* Task brief: What is needed is a faithful copy of all the records.

[[ Material provided open ]]

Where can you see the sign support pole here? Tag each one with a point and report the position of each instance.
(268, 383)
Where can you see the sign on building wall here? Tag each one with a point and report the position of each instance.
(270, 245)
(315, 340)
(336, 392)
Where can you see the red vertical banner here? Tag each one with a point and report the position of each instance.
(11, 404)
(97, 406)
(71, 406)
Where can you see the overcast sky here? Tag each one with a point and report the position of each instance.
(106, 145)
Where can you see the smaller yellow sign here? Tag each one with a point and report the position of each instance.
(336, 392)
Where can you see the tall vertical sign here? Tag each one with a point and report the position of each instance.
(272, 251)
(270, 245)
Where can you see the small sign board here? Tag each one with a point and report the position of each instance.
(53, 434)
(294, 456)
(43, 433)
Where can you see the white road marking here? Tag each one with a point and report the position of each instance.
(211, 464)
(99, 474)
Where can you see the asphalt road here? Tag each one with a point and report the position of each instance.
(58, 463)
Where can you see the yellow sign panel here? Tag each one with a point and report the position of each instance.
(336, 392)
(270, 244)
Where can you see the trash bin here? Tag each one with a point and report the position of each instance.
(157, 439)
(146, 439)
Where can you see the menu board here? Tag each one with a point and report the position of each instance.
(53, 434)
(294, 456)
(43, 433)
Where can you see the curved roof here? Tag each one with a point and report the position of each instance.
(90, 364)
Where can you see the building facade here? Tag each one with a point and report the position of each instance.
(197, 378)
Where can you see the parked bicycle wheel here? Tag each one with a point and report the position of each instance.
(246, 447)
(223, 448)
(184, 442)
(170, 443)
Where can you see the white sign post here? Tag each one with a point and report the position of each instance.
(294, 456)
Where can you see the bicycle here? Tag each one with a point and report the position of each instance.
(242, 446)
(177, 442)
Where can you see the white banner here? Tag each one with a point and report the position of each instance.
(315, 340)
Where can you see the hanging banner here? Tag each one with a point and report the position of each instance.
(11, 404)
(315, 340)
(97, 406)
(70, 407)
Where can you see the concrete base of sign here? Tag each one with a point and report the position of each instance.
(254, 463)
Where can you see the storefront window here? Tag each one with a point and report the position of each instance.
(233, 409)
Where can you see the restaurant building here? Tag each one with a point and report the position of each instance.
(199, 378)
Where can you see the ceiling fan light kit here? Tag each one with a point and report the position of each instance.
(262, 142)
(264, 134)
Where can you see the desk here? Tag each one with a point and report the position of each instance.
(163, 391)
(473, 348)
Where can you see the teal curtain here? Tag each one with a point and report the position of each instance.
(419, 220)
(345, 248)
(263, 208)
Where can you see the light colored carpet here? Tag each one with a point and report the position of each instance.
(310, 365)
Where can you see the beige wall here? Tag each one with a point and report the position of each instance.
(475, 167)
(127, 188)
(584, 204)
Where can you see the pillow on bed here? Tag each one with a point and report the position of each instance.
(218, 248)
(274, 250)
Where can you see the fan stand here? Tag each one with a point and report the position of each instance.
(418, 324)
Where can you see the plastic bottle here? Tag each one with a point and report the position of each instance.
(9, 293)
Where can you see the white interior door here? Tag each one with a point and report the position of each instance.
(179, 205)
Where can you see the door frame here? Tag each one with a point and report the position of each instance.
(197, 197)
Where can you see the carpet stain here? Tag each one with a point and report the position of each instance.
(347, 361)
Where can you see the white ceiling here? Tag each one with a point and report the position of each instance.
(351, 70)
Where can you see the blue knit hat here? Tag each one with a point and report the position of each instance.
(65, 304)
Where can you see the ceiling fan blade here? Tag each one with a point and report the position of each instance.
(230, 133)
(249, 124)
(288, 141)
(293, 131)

[[ Material provided closed ]]

* Exercise response:
Where can you see the sign support pole here? Tag each one with a point and report the position of each instance.
(268, 383)
Where can you see the sign on building wall here? Tag each one with a point and report the position of each instance.
(270, 245)
(315, 340)
(336, 392)
Where can you see the red vertical banner here? Tag each one with a point and report the position of each instance.
(11, 404)
(97, 406)
(71, 406)
Where can you see the overcast sky here? Tag each one with a point and report the position of each instance.
(106, 145)
Where can you see the smaller yellow sign here? Tag each one with a point and report the position of each instance.
(336, 392)
Where can you see the tall vertical sign here? Tag each one with a point and report the position of each instance.
(272, 251)
(270, 245)
Where can you see the small sign board here? Tag each one with a point and report the position of each instance.
(53, 434)
(294, 456)
(43, 433)
Where can you see the white road marking here? Tag each one with a point and report the position of each instance.
(211, 464)
(99, 474)
Where can you see the asphalt road here? Tag each one with a point and report the position of each instance.
(58, 463)
Where can you see the yellow sign panel here? Tag each one with a point and report the position of each instance.
(336, 392)
(270, 244)
Where can you see the trash bin here? Tag each one with a point and report the position of each instance.
(157, 439)
(146, 439)
Where can you see the menu board here? Tag each one with a point and report the position of each instance.
(53, 434)
(294, 456)
(43, 433)
Where can you see the curved roof here? Tag each one with a point and report the position of each instance.
(90, 364)
Where can you see the building facade here? Tag each one with a point and report the position of each instance.
(197, 378)
Where can you see the parked bicycle wheel here? Tag each one with a point and report the position of each instance.
(246, 447)
(223, 448)
(184, 442)
(170, 443)
Where can you see the white sign post here? Tag each one with a point and report the position of each instance.
(294, 456)
Where can you see the bicycle here? Tag each one with a point and report the position of each instance.
(242, 446)
(177, 442)
Where can you see the white banner here? Tag each one with a point and report the position of each instance.
(315, 340)
Where can you see the hanging banner here? Tag each one with a point and report the position of each instance.
(11, 404)
(315, 340)
(97, 406)
(70, 407)
Where can you see the concrete base of sign here? Tag each one with a point and report the position of each instance.
(254, 463)
Where can you see the storefront window here? Tag each one with a point and report the position of each instance.
(233, 409)
Where can you see the restaurant building here? Tag each one with a point and report the position of each instance.
(199, 378)
Where can you see the ceiling fan light kit here? Tag each one with a point and report the position of each instance.
(262, 142)
(264, 134)
Where can you see the desk here? Tag each one with a point and report the position of each instance.
(163, 391)
(473, 348)
Where can you see the teal curtain here? Tag each one with a point and report the position of each instance.
(419, 220)
(345, 248)
(263, 208)
Where can you see the light colored carpet here? Tag each one with a point and report the position of each instance.
(310, 365)
Where can you see the beige wall here? Tag each one with a point and report the position of each instance.
(475, 167)
(127, 188)
(584, 204)
Where can you see the pillow on bed here? Tag each one with a point and report the position of each instance.
(218, 248)
(274, 250)
Where can you see the fan stand here? Tag each one with a point and report the position of each instance.
(418, 324)
Where can you see the plastic bottle here? Tag each one with a point and report the position of each instance.
(9, 293)
Where can you see the white interior door here? Tag each one with a point and report the position of each instance.
(179, 205)
Where can you see the door frame here? Tag each one with a point and report the position of each instance.
(197, 197)
Where can you see the carpet stain here? Tag each one with a point and report the position of each instance.
(347, 361)
Where can you see the white ceiling here? Tag each one with a point and report the position of each instance.
(351, 70)
Where can you see the blue knit hat here? Tag each one with a point and report the position of each instance.
(65, 304)
Where can you see the ceiling fan blade here? Tag each one with a point and report the position of each instance.
(230, 133)
(249, 124)
(288, 141)
(293, 131)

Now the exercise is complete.